**ACTION ITEM:** Reproduce, word for word, everything in the glipizide excerpt from "No reports have" down to "a potential toxicity.".

**DOCUMENT EXCERPT:**
========================
In summary, although the use of glipizide may be beneficial for decreasing the incidence of fetal and newborn morbidity and mortality in developing countries where the proper use of insulin is problematic, insulin is still the treatment of choice for this disease during pregnancy. Oral hypoglycemic agents are not indicated for the pregnant diabetic, because they will not provide good control in patients who cannot be controlled by diet alone (6). Moreover, insulin, unlike glipizide, does not cross the placenta and, thus, eliminates the additional concern that the drug therapy itself is adversely affecting the fetus. Carefully prescribed insulin therapy will provide better control of the mother’s blood glucose, thereby preventing the fetal and neonatal complications that occur with this disease. High maternal glucose levels, as may occur in diabetes mellitus, are closely associated with a number of maternal and fetal adverse effects, including fetal structural anomalies if the hyperglycemia occurs early in gestation. To prevent this toxicity, most experts, including the American College of Obstetricians and Gynecologists, recommend that insulin be used for types I and II diabetes occurring during pregnancy and, if diet therapy alone is not successful, for gestational diabetes (7,8). If glipizide is used during pregnancy, therapy should be changed to insulin, and glipizide should be discontinued before delivery (the exact time before delivery is unknown) to lessen the possibility of prolonged hypoglycemia in the newborn.

Breast Feeding Summary

No reports have been located that describe the use of glipizide during lactation or that measure the amount of drug excreted in milk. Other antidiabetic sulfonylurea agents are excreted into milk (e.g., see Chlorpropamide and Tolbutamide), and a similar excretion pattern for glipizide should be expected. The effect on the nursing infant from exposure to this drug via the milk is unknown, but hypoglycemia is a potential toxicity.
========================
**RECORDED DATA:**
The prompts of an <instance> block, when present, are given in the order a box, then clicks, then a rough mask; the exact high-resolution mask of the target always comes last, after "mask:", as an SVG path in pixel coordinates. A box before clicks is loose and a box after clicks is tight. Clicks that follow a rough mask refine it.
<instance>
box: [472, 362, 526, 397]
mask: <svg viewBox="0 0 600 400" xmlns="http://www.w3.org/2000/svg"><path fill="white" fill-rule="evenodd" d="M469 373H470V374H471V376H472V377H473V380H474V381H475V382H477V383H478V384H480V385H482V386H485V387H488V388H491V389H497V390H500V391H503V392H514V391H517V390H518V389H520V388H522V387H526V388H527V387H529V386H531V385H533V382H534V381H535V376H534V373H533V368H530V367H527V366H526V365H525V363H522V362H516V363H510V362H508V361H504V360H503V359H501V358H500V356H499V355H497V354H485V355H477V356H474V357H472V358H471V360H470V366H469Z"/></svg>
========================
**TASK ANSWER:**
No reports have been located that describe the use of glipizide during lactation or that measure the amount of drug excreted in milk. Other antidiabetic sulfonylurea agents are excreted into milk (e.g., see Chlorpropamide and Tolbutamide), and a similar excretion pattern for glipizide should be expected. The effect on the nursing infant from exposure to this drug via the milk is unknown, but hypoglycemia is a potential toxicity.